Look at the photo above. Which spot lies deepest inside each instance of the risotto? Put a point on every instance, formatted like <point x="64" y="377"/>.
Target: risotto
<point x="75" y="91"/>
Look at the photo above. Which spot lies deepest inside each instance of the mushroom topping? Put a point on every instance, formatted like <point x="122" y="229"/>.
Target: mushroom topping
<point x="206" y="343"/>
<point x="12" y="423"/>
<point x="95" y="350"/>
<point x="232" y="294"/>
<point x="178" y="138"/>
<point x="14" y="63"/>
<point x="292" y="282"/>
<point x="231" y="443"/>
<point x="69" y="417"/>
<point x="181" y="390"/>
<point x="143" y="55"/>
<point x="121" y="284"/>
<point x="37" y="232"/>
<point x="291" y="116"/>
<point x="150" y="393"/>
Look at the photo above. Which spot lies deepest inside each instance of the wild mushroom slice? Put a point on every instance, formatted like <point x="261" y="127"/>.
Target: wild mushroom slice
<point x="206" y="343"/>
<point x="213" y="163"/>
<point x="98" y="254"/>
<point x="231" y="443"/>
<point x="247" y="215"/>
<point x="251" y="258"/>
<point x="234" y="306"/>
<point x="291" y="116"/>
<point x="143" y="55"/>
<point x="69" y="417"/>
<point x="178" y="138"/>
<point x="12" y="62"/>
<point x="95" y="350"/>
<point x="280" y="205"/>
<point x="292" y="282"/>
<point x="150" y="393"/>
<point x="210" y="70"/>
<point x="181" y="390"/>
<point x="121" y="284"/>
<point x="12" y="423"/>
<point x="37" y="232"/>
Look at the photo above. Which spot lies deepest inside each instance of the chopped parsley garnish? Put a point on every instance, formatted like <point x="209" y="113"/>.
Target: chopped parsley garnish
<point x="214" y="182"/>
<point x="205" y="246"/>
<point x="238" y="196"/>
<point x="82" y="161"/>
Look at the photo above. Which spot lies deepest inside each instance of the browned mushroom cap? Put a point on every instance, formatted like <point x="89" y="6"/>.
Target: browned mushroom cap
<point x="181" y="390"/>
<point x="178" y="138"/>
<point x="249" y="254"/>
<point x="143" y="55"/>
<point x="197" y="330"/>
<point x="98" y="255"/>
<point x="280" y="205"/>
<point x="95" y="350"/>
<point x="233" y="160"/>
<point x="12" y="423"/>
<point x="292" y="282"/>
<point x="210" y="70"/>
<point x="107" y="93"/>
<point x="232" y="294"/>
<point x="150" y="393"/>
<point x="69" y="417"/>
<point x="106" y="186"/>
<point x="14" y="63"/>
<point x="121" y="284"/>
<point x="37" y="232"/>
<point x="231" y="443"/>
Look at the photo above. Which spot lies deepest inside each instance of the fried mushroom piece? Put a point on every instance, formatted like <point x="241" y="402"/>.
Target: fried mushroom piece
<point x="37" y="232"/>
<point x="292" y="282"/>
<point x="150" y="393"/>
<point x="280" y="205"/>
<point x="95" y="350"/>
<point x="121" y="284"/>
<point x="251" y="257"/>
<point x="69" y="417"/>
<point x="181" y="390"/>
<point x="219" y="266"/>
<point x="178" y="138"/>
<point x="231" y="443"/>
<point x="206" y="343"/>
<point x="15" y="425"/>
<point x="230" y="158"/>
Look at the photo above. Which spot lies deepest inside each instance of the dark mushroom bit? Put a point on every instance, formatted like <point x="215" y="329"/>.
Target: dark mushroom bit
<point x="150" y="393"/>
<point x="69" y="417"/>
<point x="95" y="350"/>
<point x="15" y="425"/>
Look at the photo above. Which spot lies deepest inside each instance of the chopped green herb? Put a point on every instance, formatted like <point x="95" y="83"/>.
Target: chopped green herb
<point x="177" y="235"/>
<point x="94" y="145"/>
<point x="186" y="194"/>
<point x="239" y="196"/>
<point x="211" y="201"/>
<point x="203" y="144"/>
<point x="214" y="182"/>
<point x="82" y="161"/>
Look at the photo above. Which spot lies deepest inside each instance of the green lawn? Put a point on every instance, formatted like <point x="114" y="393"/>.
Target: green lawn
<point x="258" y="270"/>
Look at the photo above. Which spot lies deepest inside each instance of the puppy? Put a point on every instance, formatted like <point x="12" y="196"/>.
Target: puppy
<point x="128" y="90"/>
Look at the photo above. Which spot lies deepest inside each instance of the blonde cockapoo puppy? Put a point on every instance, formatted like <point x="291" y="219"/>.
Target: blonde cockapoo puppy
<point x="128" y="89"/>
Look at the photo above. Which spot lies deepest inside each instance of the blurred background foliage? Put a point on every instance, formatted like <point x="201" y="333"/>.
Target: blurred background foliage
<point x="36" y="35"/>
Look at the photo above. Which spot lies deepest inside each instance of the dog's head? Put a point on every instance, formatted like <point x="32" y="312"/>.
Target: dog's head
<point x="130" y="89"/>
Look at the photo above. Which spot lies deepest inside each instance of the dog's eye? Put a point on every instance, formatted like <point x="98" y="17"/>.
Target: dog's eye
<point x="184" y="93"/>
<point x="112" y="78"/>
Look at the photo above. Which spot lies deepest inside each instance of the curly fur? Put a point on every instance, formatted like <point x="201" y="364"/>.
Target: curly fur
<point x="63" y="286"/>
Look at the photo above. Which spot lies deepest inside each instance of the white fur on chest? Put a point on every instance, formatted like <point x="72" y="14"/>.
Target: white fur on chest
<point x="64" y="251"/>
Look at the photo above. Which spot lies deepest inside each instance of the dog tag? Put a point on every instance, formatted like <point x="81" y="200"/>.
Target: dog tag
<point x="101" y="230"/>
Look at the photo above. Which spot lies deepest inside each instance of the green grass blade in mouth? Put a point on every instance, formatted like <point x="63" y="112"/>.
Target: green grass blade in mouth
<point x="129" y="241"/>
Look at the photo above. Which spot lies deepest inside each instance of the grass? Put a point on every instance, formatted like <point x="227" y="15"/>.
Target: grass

What you should do – What is needed here is an exact reproduction of all the entries.

Exercise result –
Look at the photo above. Which spot lies deepest inside each instance of the risotto? Put a point on every instance, formatted like <point x="64" y="377"/>.
Target: risotto
<point x="75" y="91"/>
Look at the photo above. Which spot lies deepest inside each instance of the mushroom topping? Put a point on every instance, formatted like <point x="122" y="229"/>.
Target: mushroom topping
<point x="206" y="343"/>
<point x="12" y="423"/>
<point x="95" y="350"/>
<point x="232" y="294"/>
<point x="178" y="138"/>
<point x="14" y="63"/>
<point x="292" y="282"/>
<point x="231" y="443"/>
<point x="69" y="417"/>
<point x="181" y="390"/>
<point x="143" y="55"/>
<point x="121" y="284"/>
<point x="37" y="232"/>
<point x="291" y="116"/>
<point x="150" y="393"/>
Look at the photo above. Which spot lies deepest inside each instance of the wild mushroom slice? Put a point on every instance, formatted like <point x="261" y="127"/>.
Target: wild mushroom slice
<point x="206" y="343"/>
<point x="213" y="163"/>
<point x="98" y="254"/>
<point x="231" y="443"/>
<point x="247" y="215"/>
<point x="251" y="258"/>
<point x="234" y="306"/>
<point x="291" y="116"/>
<point x="143" y="55"/>
<point x="69" y="417"/>
<point x="178" y="138"/>
<point x="12" y="62"/>
<point x="95" y="350"/>
<point x="280" y="205"/>
<point x="292" y="282"/>
<point x="150" y="393"/>
<point x="210" y="70"/>
<point x="181" y="390"/>
<point x="121" y="284"/>
<point x="12" y="423"/>
<point x="37" y="232"/>
Look at the photo above. Which spot lies deepest inside each instance of the chopped parsley garnish? Put a point on every instance, formatted like <point x="209" y="113"/>.
Target: chopped parsley garnish
<point x="214" y="182"/>
<point x="205" y="246"/>
<point x="238" y="196"/>
<point x="82" y="161"/>
Look at the photo above. Which spot lies deepest inside each instance of the browned mushroom cap? Put a point on every instance, formatted like <point x="89" y="6"/>.
Target: browned mushroom cap
<point x="181" y="390"/>
<point x="178" y="138"/>
<point x="249" y="254"/>
<point x="143" y="55"/>
<point x="197" y="330"/>
<point x="98" y="255"/>
<point x="280" y="205"/>
<point x="95" y="350"/>
<point x="233" y="160"/>
<point x="12" y="423"/>
<point x="292" y="282"/>
<point x="210" y="70"/>
<point x="107" y="93"/>
<point x="232" y="294"/>
<point x="150" y="393"/>
<point x="69" y="417"/>
<point x="106" y="186"/>
<point x="14" y="63"/>
<point x="121" y="284"/>
<point x="37" y="232"/>
<point x="231" y="443"/>
Look at the photo above. Which spot lies deepest inside each instance of the fried mushroom piece? Put a point on every instance, formatted like <point x="241" y="402"/>.
Target: fried mushroom piece
<point x="37" y="232"/>
<point x="292" y="282"/>
<point x="150" y="393"/>
<point x="280" y="205"/>
<point x="95" y="350"/>
<point x="121" y="284"/>
<point x="251" y="257"/>
<point x="69" y="417"/>
<point x="181" y="390"/>
<point x="219" y="266"/>
<point x="178" y="138"/>
<point x="231" y="443"/>
<point x="206" y="343"/>
<point x="15" y="425"/>
<point x="230" y="158"/>
Look at the photo above. Which spot lies deepest inside each instance of the dark mushroom bit? Put a point on every instance, formatted like <point x="215" y="329"/>.
Target: dark mushroom bit
<point x="150" y="393"/>
<point x="69" y="417"/>
<point x="95" y="350"/>
<point x="15" y="425"/>
Look at the photo above. Which spot lies deepest inside each instance of the chopped green herb? Put a point on every instance, formatted like <point x="95" y="83"/>.
Target: chopped green herb
<point x="177" y="235"/>
<point x="94" y="145"/>
<point x="186" y="194"/>
<point x="239" y="196"/>
<point x="211" y="201"/>
<point x="203" y="144"/>
<point x="214" y="182"/>
<point x="82" y="161"/>
Look at the photo above. Which spot lies deepest inside each instance of the green lawn? Put a point on every instance, formatted like <point x="114" y="393"/>.
Target: green lawn
<point x="258" y="270"/>
Look at the photo above. Which spot lies deepest inside each instance of the puppy? Put a point on every instance, formatted like <point x="12" y="196"/>.
Target: puppy
<point x="128" y="90"/>
Look at the photo above. Which spot lies deepest inside each instance of the blonde cockapoo puppy? Put a point on every instance, formatted like <point x="291" y="219"/>.
Target: blonde cockapoo puppy
<point x="128" y="89"/>
Look at the photo above. Which spot lies deepest inside each instance of the blurred background foliage? Put a point on every instance, formatted like <point x="201" y="333"/>.
Target: blurred background foliage
<point x="36" y="35"/>
Look at the photo above. Which spot lies deepest inside each instance of the dog's head? Put a point on every instance, formatted like <point x="32" y="312"/>.
Target: dog's head
<point x="130" y="89"/>
Look at the photo above. Which spot lies deepest inside each instance of the dog's eye? Put a point on every instance, formatted like <point x="98" y="17"/>.
Target: dog's eye
<point x="184" y="93"/>
<point x="112" y="78"/>
Look at the photo above. Which spot lies deepest inside each instance of the curly fur? Put a point on every instance, formatted like <point x="201" y="364"/>.
Target: curly fur
<point x="63" y="286"/>
Look at the photo above. Which spot lies deepest inside each instance of the white fur on chest? Put a point on every instance, formatted like <point x="72" y="14"/>.
Target: white fur on chest
<point x="64" y="251"/>
Look at the photo above. Which spot lies deepest inside each instance of the dog tag? Put a point on every instance, formatted like <point x="81" y="200"/>.
Target: dog tag
<point x="101" y="230"/>
Look at the photo above. Which spot lies deepest inside each instance of the green grass blade in mouth? Put a point on every instance, formatted like <point x="63" y="112"/>.
Target: green grass blade in mouth
<point x="129" y="241"/>
Look at the photo above. Which spot lies deepest inside each instance of the grass? Put a point on every instance, formatted like <point x="227" y="15"/>.
Target: grass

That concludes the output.